Sono circa un centinaio i detenuti siciliani accusati per mafia o droga che richiedono di poter tornare a casa per motivi di salute. Tra questi anche Getano Riina, fratello del sanguinario boss di Cosa Nostra Totò, che è detenuto a Torino.
Le istanze di scarcerazione sono al momento al vaglio dell’autorità giudiziaria. Alcuni detenuti sono infatti in attesa di giudizio, dunque la competenza è dei gip, dei tribunali del riesame, delle corte di appello; altri stanno invece scontando delle condanne già definitive, a decidere saranno i tribunali di sorveglianza sparsi per l’Italia, nelle sedi dove i mafiosi sono detenuti. Gaetano Riina, il fratello del capo dei capi di Cosa nostra, ha 87 anni ed è gravemente ammalato, dice uno dei suoi legali, l’avvocato Pietro Riggi. “Nella nostra istanza – aggiunge il legale – scriviamo che nel carcere di Torino ci sono 60 detenuti risultati positivi al Coronavirus, una situazione davvero pericolosa per un anziano che ha un solo rene, che ha già rischiato la vita con più infarti e un enfisema polmonare”. Riina deve scontare ancora due anni, l’ultima condanna è stata emessa dal tribunale di Napoli per il reato di concorrenza illecita, nell’ambito di una indagine sul controllo del trasporto ortofrutticolo.

CONSEGNE
• 1. Quanti anni ha Gaetano Riina secondo l'articolo sui detenuti siciliani?
• 2. Perché, secondo l'articolo sui detenuti siciliani, sulle istanze di scarcerazione decidono autorità giudiziarie diverse?
• 3. Quali problemi di salute di Gaetano Riina elenca il suo legale nell'articolo sui detenuti siciliani?
Il materiale che segue non serve a nulla.

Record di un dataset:

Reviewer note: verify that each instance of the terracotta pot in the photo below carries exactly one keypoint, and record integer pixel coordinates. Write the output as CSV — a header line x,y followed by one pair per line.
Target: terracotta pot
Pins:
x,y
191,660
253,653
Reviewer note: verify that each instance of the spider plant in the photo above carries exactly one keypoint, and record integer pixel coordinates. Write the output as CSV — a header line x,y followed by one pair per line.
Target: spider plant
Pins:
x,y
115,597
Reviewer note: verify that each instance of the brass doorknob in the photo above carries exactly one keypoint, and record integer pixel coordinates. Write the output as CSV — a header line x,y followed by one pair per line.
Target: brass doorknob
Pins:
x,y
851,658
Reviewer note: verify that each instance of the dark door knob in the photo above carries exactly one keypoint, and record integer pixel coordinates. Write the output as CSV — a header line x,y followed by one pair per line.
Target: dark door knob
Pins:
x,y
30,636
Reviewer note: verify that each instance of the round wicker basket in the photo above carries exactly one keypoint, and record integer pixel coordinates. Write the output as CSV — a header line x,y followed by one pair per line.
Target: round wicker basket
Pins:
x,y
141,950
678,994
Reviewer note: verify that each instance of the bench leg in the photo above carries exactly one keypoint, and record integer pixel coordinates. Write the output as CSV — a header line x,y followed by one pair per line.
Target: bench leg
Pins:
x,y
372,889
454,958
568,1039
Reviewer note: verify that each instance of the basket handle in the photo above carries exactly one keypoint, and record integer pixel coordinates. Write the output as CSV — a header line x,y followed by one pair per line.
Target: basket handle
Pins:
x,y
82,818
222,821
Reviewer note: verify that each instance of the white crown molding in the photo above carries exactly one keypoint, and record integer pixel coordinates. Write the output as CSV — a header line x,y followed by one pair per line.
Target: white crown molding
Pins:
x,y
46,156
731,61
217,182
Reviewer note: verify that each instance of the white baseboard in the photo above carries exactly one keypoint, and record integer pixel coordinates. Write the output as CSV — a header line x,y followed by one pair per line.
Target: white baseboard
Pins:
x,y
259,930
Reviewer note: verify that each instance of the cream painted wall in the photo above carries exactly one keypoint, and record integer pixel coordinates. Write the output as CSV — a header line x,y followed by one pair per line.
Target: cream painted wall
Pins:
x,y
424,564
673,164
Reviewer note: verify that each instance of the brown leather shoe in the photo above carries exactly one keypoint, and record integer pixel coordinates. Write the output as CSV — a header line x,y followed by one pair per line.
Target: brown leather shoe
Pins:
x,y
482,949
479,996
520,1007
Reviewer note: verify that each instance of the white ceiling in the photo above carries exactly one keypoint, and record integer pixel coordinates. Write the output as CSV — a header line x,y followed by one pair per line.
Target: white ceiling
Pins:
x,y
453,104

RISPOSTE ALLE CONSEGNE
• 1. Ha 87 anni.

• 2. Alcuni detenuti sono in attesa di giudizio, quindi la competenza spetta ai gip, ai tribunali del riesame e alle corti di appello. Altri scontano condanne già definitive, e per loro decidono i tribunali di sorveglianza delle sedi in cui sono detenuti.

• 3. Ha un solo rene, ha avuto più infarti e ha un enfisema polmonare.